Coordinate annotation records:
- - - -

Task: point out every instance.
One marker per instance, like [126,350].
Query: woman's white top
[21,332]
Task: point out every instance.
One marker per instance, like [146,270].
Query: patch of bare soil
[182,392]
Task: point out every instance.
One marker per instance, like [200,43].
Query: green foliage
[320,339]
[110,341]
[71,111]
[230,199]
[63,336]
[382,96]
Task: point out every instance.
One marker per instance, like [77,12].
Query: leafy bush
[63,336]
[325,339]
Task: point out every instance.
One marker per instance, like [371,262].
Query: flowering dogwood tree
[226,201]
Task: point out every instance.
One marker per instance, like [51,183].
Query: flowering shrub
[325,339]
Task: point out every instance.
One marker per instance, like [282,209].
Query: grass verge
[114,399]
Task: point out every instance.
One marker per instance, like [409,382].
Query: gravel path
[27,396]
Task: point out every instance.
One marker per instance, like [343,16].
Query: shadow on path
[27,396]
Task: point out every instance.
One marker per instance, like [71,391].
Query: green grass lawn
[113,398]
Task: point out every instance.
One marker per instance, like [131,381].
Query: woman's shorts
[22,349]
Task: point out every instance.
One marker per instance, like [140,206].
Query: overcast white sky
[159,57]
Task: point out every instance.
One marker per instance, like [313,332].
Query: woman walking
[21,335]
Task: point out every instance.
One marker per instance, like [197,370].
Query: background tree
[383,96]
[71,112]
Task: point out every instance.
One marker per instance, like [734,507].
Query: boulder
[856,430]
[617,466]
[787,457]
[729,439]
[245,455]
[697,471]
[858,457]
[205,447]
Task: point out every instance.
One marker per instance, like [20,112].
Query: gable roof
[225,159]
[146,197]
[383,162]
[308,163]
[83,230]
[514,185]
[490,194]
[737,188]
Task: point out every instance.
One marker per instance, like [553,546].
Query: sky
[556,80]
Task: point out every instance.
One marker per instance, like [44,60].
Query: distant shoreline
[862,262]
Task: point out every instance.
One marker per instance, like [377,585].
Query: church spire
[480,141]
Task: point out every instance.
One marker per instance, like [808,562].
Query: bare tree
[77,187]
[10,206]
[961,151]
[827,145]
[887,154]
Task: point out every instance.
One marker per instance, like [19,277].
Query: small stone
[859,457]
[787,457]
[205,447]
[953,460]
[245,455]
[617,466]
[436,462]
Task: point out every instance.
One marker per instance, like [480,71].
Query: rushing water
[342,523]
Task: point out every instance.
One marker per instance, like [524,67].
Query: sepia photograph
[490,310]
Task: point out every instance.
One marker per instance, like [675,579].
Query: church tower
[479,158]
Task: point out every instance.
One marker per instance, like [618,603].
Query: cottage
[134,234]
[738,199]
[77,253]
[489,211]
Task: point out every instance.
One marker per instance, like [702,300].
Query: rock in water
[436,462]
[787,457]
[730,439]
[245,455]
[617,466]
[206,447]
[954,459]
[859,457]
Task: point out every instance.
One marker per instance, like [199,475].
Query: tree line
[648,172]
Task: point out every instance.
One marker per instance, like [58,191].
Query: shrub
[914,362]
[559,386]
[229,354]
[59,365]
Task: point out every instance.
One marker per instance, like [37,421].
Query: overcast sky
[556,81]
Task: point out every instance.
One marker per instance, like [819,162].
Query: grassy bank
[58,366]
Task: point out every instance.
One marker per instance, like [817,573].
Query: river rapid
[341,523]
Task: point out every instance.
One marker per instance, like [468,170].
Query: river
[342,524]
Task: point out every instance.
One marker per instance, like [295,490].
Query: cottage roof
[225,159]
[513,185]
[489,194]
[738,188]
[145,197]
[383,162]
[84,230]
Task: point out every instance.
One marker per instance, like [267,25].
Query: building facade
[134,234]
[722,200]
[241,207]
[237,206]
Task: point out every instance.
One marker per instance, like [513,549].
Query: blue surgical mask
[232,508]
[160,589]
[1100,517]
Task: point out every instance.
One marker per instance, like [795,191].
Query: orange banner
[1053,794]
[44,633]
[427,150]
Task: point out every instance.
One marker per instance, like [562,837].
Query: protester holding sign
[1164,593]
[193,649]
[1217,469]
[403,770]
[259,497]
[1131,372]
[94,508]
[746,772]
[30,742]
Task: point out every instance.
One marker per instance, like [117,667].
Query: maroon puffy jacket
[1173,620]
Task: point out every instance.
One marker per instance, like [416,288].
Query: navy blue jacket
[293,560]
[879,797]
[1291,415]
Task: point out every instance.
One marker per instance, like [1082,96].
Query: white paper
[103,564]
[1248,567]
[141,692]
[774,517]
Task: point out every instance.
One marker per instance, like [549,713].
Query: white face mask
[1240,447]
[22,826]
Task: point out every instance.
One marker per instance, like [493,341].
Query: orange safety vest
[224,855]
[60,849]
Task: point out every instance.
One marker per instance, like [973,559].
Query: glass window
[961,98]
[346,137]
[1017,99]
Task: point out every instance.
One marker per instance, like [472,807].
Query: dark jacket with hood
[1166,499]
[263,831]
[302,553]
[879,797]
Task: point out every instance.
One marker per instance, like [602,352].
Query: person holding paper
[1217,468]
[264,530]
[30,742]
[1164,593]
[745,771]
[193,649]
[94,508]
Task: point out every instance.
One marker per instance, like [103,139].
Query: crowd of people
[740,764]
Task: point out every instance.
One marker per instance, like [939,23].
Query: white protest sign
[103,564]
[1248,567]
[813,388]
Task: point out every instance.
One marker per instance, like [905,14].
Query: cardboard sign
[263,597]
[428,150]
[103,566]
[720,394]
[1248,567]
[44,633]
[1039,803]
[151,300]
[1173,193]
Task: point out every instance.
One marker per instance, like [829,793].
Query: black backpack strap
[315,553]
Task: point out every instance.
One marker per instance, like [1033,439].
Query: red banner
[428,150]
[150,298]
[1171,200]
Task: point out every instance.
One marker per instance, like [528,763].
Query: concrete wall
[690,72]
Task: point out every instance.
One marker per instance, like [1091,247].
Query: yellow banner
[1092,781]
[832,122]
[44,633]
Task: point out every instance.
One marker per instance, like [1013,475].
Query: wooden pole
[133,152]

- - - -

Your instructions: Return the whole listing exactly, with every line included.

Answer for this exercise:
Task: point out every instance.
One marker per instance, like [126,350].
Query: woman's white top
[21,332]
Task: point out every instance.
One marker per instance, like [146,270].
Query: patch of bare soil
[182,392]
Task: point out every instance.
One marker per instance, like [200,43].
Query: green foliage
[320,339]
[110,341]
[71,111]
[230,199]
[63,336]
[382,96]
Task: point out every instance.
One marker per instance, like [77,12].
Query: leafy bush
[63,336]
[325,339]
Task: point out every instance.
One marker per instance, like [371,262].
Query: flowering dogwood tree
[226,201]
Task: point out every instance.
One marker per instance, like [51,183].
Query: flowering shrub
[325,339]
Task: point out every instance.
One marker per instance, like [282,209].
Query: grass verge
[114,399]
Task: point out every instance.
One marker per instance, like [409,382].
Query: gravel path
[27,396]
Task: point out every instance.
One marker per instance, like [343,16].
Query: shadow on path
[27,396]
Task: point out every instance.
One marker per instance, like [71,391].
Query: green grass lawn
[113,398]
Task: point out every instance.
One marker per instance, like [131,381].
Query: woman's shorts
[22,349]
Task: point out every instance.
One marker per instance, like [140,206].
Query: overcast white sky
[159,57]
Task: point out every instance.
One marker per instance, like [313,332].
Query: woman walking
[21,335]
Task: point out every instance.
One marker per instance, like [197,370].
Query: background tree
[383,96]
[71,112]
Task: point out every instance.
One marker per instance, like [734,507].
Query: boulder
[856,430]
[617,466]
[787,457]
[729,439]
[245,455]
[697,471]
[858,457]
[205,447]
Task: point out every instance.
One marker per instance, like [20,112].
Query: gable roof
[225,159]
[146,197]
[383,162]
[308,163]
[83,230]
[514,185]
[490,194]
[737,188]
Task: point out every instance.
One marker per instance, like [553,546].
Query: sky
[556,80]
Task: point out every instance.
One marker per instance, like [44,60].
Query: distant shoreline
[862,262]
Task: point out every instance.
One marker per instance, like [377,585].
Query: church spire
[480,141]
Task: point out every instance.
One marker per instance, like [808,562].
Query: bare tree
[77,187]
[10,206]
[961,151]
[827,145]
[887,154]
Task: point out every instance.
One marker per instance, like [19,277].
Query: small stone
[859,457]
[787,457]
[205,447]
[953,460]
[245,455]
[617,466]
[436,462]
Task: point out every instance.
One marker per instance, like [480,71].
Query: rushing water
[342,523]
Task: point out every instance.
One marker per instance, like [524,67].
Query: sepia photograph
[490,310]
Task: point out every instance.
One marker per instance, like [675,579].
Query: church tower
[479,158]
Task: point out every instance.
One marker per instance, like [618,603].
Query: cottage
[134,234]
[738,199]
[77,253]
[489,211]
Task: point out every instance.
One marker per instance, like [702,300].
Query: rock in water
[436,462]
[787,457]
[730,439]
[245,455]
[617,466]
[206,447]
[954,459]
[859,457]
Task: point out every instance.
One marker per instance, like [199,475].
Query: tree line
[648,172]
Task: point out every instance.
One marker per instance, like [58,191].
Query: shrub
[914,362]
[559,386]
[229,354]
[59,365]
Task: point out every instance.
One marker per instance, like [37,421].
Query: overcast sky
[556,81]
Task: point out every instance.
One marker per instance, like [819,162].
Query: grassy bank
[58,366]
Task: point out every instance.
One marker per instance, like [817,573].
Query: river rapid
[341,523]
Task: point out every instance.
One marker per instance, like [468,170].
Query: river
[342,524]
Task: point out every instance.
One marker per instance, like [295,490].
Query: cottage roof
[225,159]
[513,185]
[489,194]
[738,188]
[145,197]
[383,162]
[84,230]
Task: point out every instance.
One marker per instance, like [267,25].
Query: building facade
[134,234]
[722,200]
[241,207]
[237,206]
Task: point out every instance.
One marker per instance, like [513,549].
Query: blue surgical mask
[232,508]
[160,589]
[1100,517]
Task: point out every instance.
One marker per instance, like [795,191].
Query: orange banner
[1053,794]
[44,633]
[427,150]
Task: point out every instance.
One marker per instance, like [562,837].
Query: protester holding sign
[1164,593]
[193,649]
[1217,469]
[403,770]
[259,497]
[1131,372]
[94,508]
[746,772]
[30,742]
Task: point out every instance.
One marker per instance, like [117,667].
Query: maroon puffy jacket
[1173,620]
Task: point out every instance.
One marker per instance, like [416,288].
Query: navy blue jacket
[293,560]
[879,797]
[1291,415]
Task: point out every instance.
One marker per instance, like [1082,96].
Query: white paper
[103,564]
[1248,567]
[141,692]
[774,517]
Task: point out every instance.
One marker per instance, like [549,713].
Query: white face mask
[1240,447]
[22,826]
Task: point out every instance.
One marker per instance, like [493,341].
Query: orange safety vest
[224,855]
[60,849]
Task: point out every instance.
One marker per instance, like [973,559].
Query: glass window
[961,98]
[346,137]
[1017,99]
Task: point out every instance.
One marker per instance, like [472,807].
Query: dark jacket with hood
[1166,499]
[263,831]
[302,553]
[879,797]
Task: point out every instance.
One marker per instance, like [602,352].
Query: person holding paper
[1217,468]
[264,530]
[30,742]
[1164,593]
[745,771]
[193,649]
[94,508]
Task: point out every instance.
One marker per instance, like [103,139].
Query: crowd of people
[740,764]
Task: point out every instance.
One marker per instance, like [939,23].
Query: white protest sign
[103,564]
[1248,567]
[813,388]
Task: point out every instance.
One marker per instance, like [905,14].
Query: cardboard sign
[263,597]
[428,150]
[103,566]
[720,394]
[1248,567]
[44,633]
[1039,803]
[151,300]
[1173,193]
Task: point out every instance.
One marker per instance, like [829,793].
Query: black backpack strap
[315,553]
Task: point out every instance.
One marker per instance, like [1033,439].
Query: red banner
[428,150]
[150,298]
[1171,200]
Task: point out every instance.
One marker per instance, like [528,763].
Query: concrete wall
[690,72]
Task: point out every instance.
One marker per instance, like [1091,247].
Query: yellow banner
[1092,781]
[832,122]
[44,633]
Task: point out every instance.
One marker per instance, like [1013,475].
Query: wooden pole
[133,152]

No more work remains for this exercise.